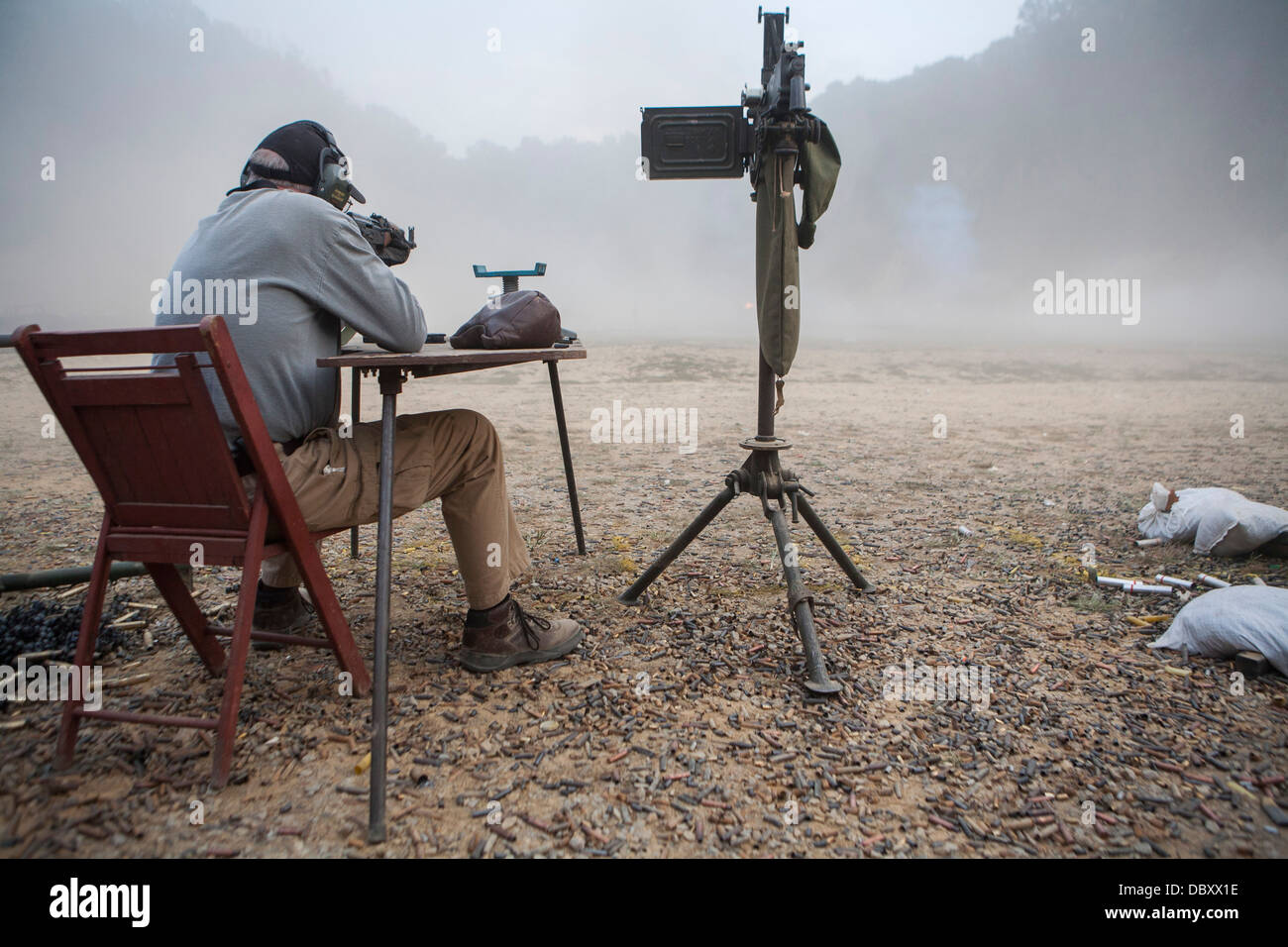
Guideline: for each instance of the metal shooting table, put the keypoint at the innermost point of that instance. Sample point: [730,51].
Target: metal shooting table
[393,368]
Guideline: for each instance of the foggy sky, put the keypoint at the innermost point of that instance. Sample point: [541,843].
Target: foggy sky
[1104,165]
[581,68]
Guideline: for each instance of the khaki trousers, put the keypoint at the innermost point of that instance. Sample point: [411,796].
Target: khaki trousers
[454,455]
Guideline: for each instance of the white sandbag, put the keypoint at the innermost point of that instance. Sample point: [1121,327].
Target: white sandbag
[1219,521]
[1225,621]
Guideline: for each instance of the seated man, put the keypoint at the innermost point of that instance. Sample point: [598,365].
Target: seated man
[307,266]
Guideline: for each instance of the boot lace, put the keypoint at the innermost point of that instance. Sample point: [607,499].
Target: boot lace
[527,621]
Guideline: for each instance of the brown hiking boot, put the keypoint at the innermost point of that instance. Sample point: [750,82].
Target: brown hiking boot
[506,635]
[279,609]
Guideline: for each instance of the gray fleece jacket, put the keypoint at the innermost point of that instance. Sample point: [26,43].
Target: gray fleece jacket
[310,268]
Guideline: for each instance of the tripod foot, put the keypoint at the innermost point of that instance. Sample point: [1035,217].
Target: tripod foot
[825,685]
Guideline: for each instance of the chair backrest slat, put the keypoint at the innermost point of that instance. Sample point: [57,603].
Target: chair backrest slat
[151,440]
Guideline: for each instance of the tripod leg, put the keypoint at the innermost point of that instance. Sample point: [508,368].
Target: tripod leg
[828,540]
[691,532]
[799,603]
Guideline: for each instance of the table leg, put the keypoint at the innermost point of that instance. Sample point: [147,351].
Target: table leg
[567,453]
[390,382]
[355,406]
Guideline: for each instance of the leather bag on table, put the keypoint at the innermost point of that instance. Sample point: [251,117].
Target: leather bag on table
[520,320]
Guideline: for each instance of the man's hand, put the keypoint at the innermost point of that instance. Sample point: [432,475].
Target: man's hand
[386,239]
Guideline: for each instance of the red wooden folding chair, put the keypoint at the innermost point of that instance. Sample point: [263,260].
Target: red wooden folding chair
[154,445]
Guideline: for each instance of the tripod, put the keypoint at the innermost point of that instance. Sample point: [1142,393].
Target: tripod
[763,476]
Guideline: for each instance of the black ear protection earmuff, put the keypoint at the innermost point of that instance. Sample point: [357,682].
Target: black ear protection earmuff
[331,183]
[334,184]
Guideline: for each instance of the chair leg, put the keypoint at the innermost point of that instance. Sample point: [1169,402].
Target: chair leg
[85,643]
[329,611]
[193,622]
[235,672]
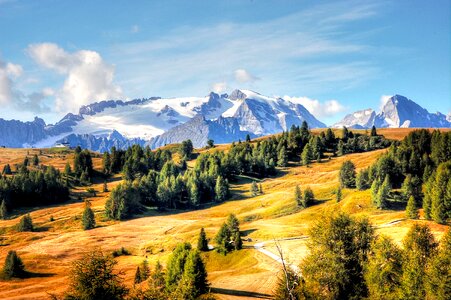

Work instructions: Give the listing again exactly, excluding pictures.

Exercise answer:
Guideline: for each instance of the metal shooting table, put the keypoint at the innermost point of that instance. Sample point: [730,51].
Target: metal shooting table
[393,368]
Guideline: for each instance of the foggy sky, put the keypoint at the innermost point of that instance. Sample point: [541,843].
Target: foggy sky
[1104,165]
[581,68]
Guideline: for each instance of the khaki trousers, put the keypoint at the innermost point of that instance. Sample point: [411,796].
Target: khaki trousers
[454,455]
Guideline: for each instance of the white sandbag, put the keypoint at the innermost point of that instance. Sample point: [1121,327].
Target: white sandbag
[1219,521]
[1225,621]
Guideline: for each instance of the seated man, put the keypoint at the innermost point of that instance. Sample point: [598,365].
Target: seated man
[307,266]
Guideline: for each instance of the boot lace, put the keypoint at the innermost point of that instance. Sample point: [607,499].
Target: boot lace
[527,621]
Guideline: for each instance of the brown hiking boot, put the keypoint at the innermost point of that instance. Sample point: [750,82].
Target: brown hiking boot
[506,635]
[279,609]
Guideline: for each instance of the gray fleece jacket, put the keypoint at the innermost point of that instance. Sample point: [26,43].
Target: gray fleece jacket
[310,268]
Guideline: for each instance of the tripod foot, put the keypoint at the innermost point of that instance. Sample point: [1035,217].
Target: tripod foot
[825,685]
Guideline: for each instance of the chair backrest slat, put the keypoint at the innermost point of that instance. Sample point: [57,603].
Target: chair backrest slat
[151,440]
Guideline: for each instance of the tripod leg, put the keypoint at the innermost point of that instance. Sample point: [508,368].
Target: tripod leg
[828,540]
[691,532]
[799,603]
Guideline: for each instance of the table leg, put the keypoint at the innermost point of that instance. Sample point: [147,351].
Target: table leg
[567,453]
[390,382]
[355,406]
Guideline: for each instance of the leather bag on table, put the keypoint at the innermost point of that instance. Sample point: [251,117].
Target: leather bag on table
[520,320]
Guideline: for each instance of the man's hand, put the keypoint at the innermost point of that instance. Sample point: [432,475].
Target: man's hand
[386,239]
Guideline: for each instance of the red wooden folding chair, put the keypoint at the innermost point of that instance. Sample point: [263,260].
Target: red wooden folding chair
[154,445]
Guideline: for each instance of the tripod, put the keypoint at the innermost point of that instance. Sample point: [1142,393].
Target: tripod
[763,476]
Guideline: for each instance of the black ear protection earmuff, put the keypoint at the innermost point of that instance. Sample point: [357,682].
Target: black ear protection earmuff
[331,183]
[334,184]
Guideline: for each instance of the chair leg, put the keypoint at the innermost point of that instance. Sample point: [1169,402].
Target: chair leg
[85,643]
[329,611]
[193,622]
[235,672]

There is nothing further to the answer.